* Your assignment
Copy out all the entries below, word for word.

* Given data
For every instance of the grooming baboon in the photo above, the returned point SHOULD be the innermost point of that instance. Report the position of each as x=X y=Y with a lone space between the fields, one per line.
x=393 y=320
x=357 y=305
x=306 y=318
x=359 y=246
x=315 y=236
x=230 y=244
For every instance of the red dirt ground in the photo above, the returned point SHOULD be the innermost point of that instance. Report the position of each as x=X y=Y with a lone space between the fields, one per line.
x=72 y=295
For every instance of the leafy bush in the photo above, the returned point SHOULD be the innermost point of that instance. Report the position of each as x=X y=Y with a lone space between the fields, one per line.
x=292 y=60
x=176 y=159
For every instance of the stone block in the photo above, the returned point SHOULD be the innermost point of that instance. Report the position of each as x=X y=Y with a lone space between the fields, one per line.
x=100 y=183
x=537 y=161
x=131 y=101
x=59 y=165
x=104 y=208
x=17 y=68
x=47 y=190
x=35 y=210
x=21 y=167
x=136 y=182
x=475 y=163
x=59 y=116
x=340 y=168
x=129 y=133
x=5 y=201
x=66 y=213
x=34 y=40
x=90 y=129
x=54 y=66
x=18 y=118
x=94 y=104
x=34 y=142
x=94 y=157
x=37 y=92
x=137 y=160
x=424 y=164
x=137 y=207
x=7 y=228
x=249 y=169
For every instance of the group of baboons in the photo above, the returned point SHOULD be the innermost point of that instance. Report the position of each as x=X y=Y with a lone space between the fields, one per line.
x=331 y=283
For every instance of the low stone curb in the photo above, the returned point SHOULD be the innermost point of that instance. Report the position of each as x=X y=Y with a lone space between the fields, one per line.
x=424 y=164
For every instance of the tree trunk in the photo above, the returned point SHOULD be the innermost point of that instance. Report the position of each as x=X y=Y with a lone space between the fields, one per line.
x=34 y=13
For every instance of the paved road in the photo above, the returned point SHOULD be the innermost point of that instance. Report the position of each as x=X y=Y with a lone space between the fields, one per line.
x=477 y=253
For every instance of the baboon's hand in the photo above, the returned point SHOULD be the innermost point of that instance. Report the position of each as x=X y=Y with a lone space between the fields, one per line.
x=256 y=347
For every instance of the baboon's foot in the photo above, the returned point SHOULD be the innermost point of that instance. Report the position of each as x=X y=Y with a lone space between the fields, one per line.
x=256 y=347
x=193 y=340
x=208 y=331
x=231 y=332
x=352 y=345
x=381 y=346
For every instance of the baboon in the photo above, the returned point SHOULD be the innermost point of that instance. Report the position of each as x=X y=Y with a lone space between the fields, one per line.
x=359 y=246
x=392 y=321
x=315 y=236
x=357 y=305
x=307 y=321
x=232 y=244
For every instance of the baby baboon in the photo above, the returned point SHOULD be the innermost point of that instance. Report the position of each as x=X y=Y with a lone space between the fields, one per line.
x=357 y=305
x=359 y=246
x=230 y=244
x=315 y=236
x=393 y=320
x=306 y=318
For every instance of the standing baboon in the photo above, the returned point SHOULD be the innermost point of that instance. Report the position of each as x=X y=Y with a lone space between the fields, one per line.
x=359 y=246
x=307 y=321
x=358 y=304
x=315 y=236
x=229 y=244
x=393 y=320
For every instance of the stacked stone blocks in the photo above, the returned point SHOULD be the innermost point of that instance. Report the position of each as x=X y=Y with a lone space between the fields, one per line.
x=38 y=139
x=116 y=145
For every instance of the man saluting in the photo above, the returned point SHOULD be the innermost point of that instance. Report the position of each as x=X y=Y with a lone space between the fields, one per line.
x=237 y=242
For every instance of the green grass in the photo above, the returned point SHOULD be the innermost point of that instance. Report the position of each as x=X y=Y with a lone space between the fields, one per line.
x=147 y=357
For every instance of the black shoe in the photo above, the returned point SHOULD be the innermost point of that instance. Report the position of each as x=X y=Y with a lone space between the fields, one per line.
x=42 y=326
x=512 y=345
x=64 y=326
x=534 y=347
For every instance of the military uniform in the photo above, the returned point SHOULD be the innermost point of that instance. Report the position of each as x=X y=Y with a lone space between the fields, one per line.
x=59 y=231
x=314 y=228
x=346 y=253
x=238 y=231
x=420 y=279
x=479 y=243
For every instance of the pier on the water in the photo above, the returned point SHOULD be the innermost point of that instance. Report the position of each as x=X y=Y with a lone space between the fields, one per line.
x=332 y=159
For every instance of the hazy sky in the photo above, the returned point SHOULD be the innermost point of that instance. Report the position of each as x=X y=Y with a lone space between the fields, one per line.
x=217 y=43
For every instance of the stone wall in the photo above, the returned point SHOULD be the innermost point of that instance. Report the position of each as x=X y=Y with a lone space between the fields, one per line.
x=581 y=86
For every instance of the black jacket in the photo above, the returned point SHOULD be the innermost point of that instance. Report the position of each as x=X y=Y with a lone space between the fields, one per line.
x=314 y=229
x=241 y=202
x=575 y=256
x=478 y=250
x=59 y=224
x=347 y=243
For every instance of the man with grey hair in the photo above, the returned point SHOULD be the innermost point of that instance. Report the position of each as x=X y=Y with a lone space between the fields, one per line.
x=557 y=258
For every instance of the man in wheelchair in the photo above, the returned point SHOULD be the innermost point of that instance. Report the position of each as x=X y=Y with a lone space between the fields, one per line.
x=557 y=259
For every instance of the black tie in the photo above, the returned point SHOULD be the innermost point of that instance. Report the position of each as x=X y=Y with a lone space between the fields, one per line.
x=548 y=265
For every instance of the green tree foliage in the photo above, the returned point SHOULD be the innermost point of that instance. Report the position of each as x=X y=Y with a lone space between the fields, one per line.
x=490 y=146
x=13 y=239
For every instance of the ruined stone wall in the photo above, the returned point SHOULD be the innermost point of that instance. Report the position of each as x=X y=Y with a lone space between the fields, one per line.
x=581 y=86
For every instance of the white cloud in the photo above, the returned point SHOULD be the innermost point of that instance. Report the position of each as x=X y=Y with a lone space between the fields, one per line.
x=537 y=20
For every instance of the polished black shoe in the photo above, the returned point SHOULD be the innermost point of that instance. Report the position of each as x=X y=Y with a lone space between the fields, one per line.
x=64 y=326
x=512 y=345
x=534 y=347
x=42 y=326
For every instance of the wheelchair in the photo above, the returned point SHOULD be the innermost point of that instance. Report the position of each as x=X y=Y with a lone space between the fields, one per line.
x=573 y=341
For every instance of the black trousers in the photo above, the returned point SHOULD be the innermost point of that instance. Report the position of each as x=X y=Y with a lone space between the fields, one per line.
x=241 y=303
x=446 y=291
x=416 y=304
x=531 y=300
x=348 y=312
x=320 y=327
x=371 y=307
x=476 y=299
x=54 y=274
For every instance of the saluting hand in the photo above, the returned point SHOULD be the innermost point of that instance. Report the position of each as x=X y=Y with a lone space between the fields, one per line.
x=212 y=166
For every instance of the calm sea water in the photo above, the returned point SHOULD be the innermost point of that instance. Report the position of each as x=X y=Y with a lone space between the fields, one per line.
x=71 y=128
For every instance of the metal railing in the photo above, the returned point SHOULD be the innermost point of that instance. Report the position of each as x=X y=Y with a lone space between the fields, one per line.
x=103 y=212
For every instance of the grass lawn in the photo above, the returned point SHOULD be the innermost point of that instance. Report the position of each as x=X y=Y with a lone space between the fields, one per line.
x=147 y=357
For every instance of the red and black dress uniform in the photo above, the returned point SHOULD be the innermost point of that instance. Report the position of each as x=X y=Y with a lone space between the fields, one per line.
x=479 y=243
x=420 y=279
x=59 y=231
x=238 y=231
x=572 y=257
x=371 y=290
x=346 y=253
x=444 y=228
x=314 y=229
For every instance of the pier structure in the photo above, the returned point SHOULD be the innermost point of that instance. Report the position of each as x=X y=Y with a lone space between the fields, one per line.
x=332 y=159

* Response to this task
For every instance of the grooming baboon in the photo above, the returned point SHOULD be the innermost point of that instance. Report the position of each as x=X y=Y with a lone space between the fields, one per line.
x=393 y=320
x=357 y=305
x=306 y=318
x=359 y=246
x=315 y=236
x=230 y=244
For every instance of the red dirt ground in the photo above, the returned point SHOULD be the innermost point of that instance. Report the position of each as x=X y=Y with a lone space between the fields, one per line.
x=72 y=295
For every instance of the leafy bush in the photo above, the returned point SHOULD be the innermost point of that instance. Report the position of each as x=X y=Y with a lone space between the fields, one per line.
x=292 y=60
x=176 y=159
For every instance of the stone block in the photo above, the returned point SHOULD be the innermost point of that instance. Report the position of each as x=X y=Y with a lone space between the fields, one per line.
x=100 y=183
x=537 y=161
x=131 y=101
x=59 y=165
x=104 y=208
x=17 y=68
x=47 y=190
x=35 y=210
x=21 y=167
x=136 y=182
x=475 y=163
x=59 y=116
x=340 y=168
x=129 y=133
x=5 y=201
x=66 y=213
x=34 y=40
x=90 y=129
x=54 y=66
x=18 y=118
x=94 y=104
x=34 y=142
x=94 y=157
x=37 y=92
x=137 y=160
x=424 y=164
x=137 y=207
x=7 y=228
x=249 y=169
For every instance of the group of baboons in the photo above, the returned point SHOULD be the innermost point of that instance. Report the position of each as x=X y=Y with a lone space between the fields, one per line.
x=331 y=283
For every instance of the low stone curb in the photo above, the returned point SHOULD be the innermost point of that instance. Report the position of each as x=X y=Y with a lone space between the fields, one per line.
x=424 y=164
For every instance of the tree trunk in the photo above, the returned point SHOULD be the innermost point of that instance. Report the position of each as x=X y=Y with a lone space between the fields, one per line.
x=34 y=13
For every instance of the paved road in the photo above, the returned point SHOULD be the innermost point of that instance. Report the position of each as x=X y=Y with a lone space between the fields, one per line.
x=477 y=253
For every instance of the baboon's hand in the photo above, the returned point SHOULD be the innermost point of that instance. Report the position of each as x=X y=Y with a lone space between the fields, one per line.
x=256 y=347
For every instance of the baboon's foot in the photo above, the returned point SHOULD be the innermost point of that instance. Report the position of each as x=X y=Y with a lone space between the fields, one per line.
x=256 y=347
x=193 y=340
x=208 y=331
x=231 y=332
x=352 y=345
x=381 y=346
For every instance of the baboon in the photo above, the returned point SHOULD be the innermost point of that instance. Report the position of each as x=X y=Y with a lone space between the fields, one per line.
x=359 y=246
x=392 y=321
x=315 y=236
x=357 y=305
x=307 y=321
x=232 y=244
For every instance of the baby baboon in the photo above, the returned point SHOULD be the innermost point of that instance. Report the position of each as x=X y=Y with a lone space between the fields, one per line.
x=357 y=305
x=359 y=246
x=230 y=244
x=315 y=236
x=393 y=320
x=306 y=318
For every instance of the standing baboon in the photo above, the returned point SHOULD be the innermost point of that instance. Report the position of each as x=X y=Y with a lone space between the fields, one per line.
x=359 y=246
x=307 y=321
x=358 y=304
x=315 y=236
x=229 y=244
x=393 y=320
For every instance of the stacked stone blocks in the photo above, the returned point SHOULD be the innermost point of that instance. Report the position of each as x=X y=Y with a lone space between the fields, one per line.
x=38 y=139
x=116 y=145
For every instance of the man saluting in the photo above, the returned point SHOULD be the innermost point of that instance. Report the position of each as x=X y=Y with a lone space between the fields, one per line.
x=237 y=242
For every instance of the green grass in the photo above, the returned point SHOULD be the innermost point of that instance. Report the position of each as x=X y=Y with a lone space between the fields, one per line.
x=147 y=357
For every instance of the black shoe in the photo above, the returned point SHOULD be the innermost point of that instance. Report the position of each as x=X y=Y with a lone space between the fields, one per line.
x=42 y=326
x=512 y=345
x=64 y=326
x=534 y=347
For every instance of the military uniform in the photo above, the returned point SHOULD be the innermost point of that instance. Report the position of each as x=X y=Y with a lone space between the fields, one per line.
x=59 y=231
x=314 y=228
x=346 y=253
x=238 y=231
x=420 y=279
x=479 y=243
For every instance of the pier on the water in the photo above, the returned point SHOULD be the innermost point of that instance. Report the position of each as x=X y=Y with a lone space between the fields, one per line.
x=332 y=159
For every instance of the hazy sky in the photo above, the returned point SHOULD be the innermost point of that instance. Report the position of each as x=X y=Y with a lone space between the fields, one per line.
x=217 y=43
For every instance of the stone wall in the photo above, the returned point SHOULD be the innermost point of that instance. Report the position of each as x=X y=Y with a lone space between the fields, one per line.
x=581 y=86
For every instance of the black jacket in the photo above, the returned point SHOULD be the innermost point of that instance. Report the position of each as x=X y=Y with a lone space between the fields, one per line.
x=314 y=229
x=241 y=202
x=575 y=256
x=478 y=250
x=59 y=224
x=347 y=243
For every instance of the man with grey hair in the photo above, the returned point SHOULD be the innermost point of that instance. Report the position of each as x=X y=Y with a lone space between the fields, one per line.
x=557 y=258
For every instance of the man in wheelchair in the photo above, the returned point SHOULD be the innermost point of that instance. Report the position of each as x=X y=Y with a lone space between the fields, one per line.
x=557 y=259
For every instance of the black tie in the photo above, the returned point SHOULD be the innermost point of that instance. Report the position of each as x=X y=Y with a lone space between the fields, one per line.
x=548 y=265
For every instance of the green tree foliage in the photo above, the returned point SHOULD be the innermost point of that instance. Report the position of each as x=X y=Y with a lone space between the fields, one per line.
x=490 y=146
x=13 y=239
For every instance of the ruined stone wall in the photo above, the returned point SHOULD be the innermost point of that instance. Report the position of each as x=X y=Y with a lone space between the fields, one per line.
x=581 y=86
For every instance of the white cloud in the photo above, the returned point SHOULD be the innermost point of that instance. Report the position of each as x=X y=Y with a lone space between the fields, one per line.
x=537 y=20
For every instance of the polished black shoe in the photo above, the returned point SHOULD be the innermost point of that instance. Report the position of each as x=X y=Y with a lone space between the fields, one per line.
x=64 y=326
x=512 y=345
x=534 y=347
x=42 y=326
For every instance of the wheelchair in the photo above, the returned point SHOULD be the innermost point of that instance. Report the position of each as x=X y=Y with a lone space between the fields, one per line.
x=573 y=341
For every instance of the black trousers in the photo above, the returned point SHOULD be the innermost point of that instance. Report the position of each as x=X y=Y with a lone space between the fields, one per line.
x=241 y=303
x=446 y=291
x=416 y=304
x=531 y=300
x=348 y=312
x=320 y=327
x=371 y=307
x=476 y=299
x=54 y=274
For every instance of the saluting hand in the photo above, the returned point SHOULD be the innermost point of that instance. Report the position of each as x=X y=Y with a lone space between the fields, one per line.
x=212 y=166
For every instance of the calm sea water in the photo above, the returned point SHOULD be the innermost point of that instance. Report the position of each as x=X y=Y with a lone space between the fields, one per line.
x=71 y=128
For every instance of the metal railing in the photo above, the returned point SHOULD be the innermost point of that instance. Report the position of each as x=X y=Y with a lone space between the fields, one per line.
x=103 y=212
For every instance of the grass lawn in the photo above, the returned point SHOULD be the innermost point of that instance. Report the position of each as x=X y=Y with a lone space between the fields, one per line.
x=147 y=357
For every instance of the red and black dress uniform in the photo above, the returned point SHOULD be the innermost point of that instance. Report the position of each as x=X y=Y with a lone space between the fields, one per line.
x=479 y=243
x=420 y=279
x=59 y=231
x=238 y=231
x=572 y=257
x=371 y=290
x=346 y=253
x=444 y=228
x=314 y=229
For every instance of the pier structure in the photo above, the returned point SHOULD be the innermost point of that instance. Report the position of each as x=X y=Y with a lone space between the fields, one per line.
x=332 y=159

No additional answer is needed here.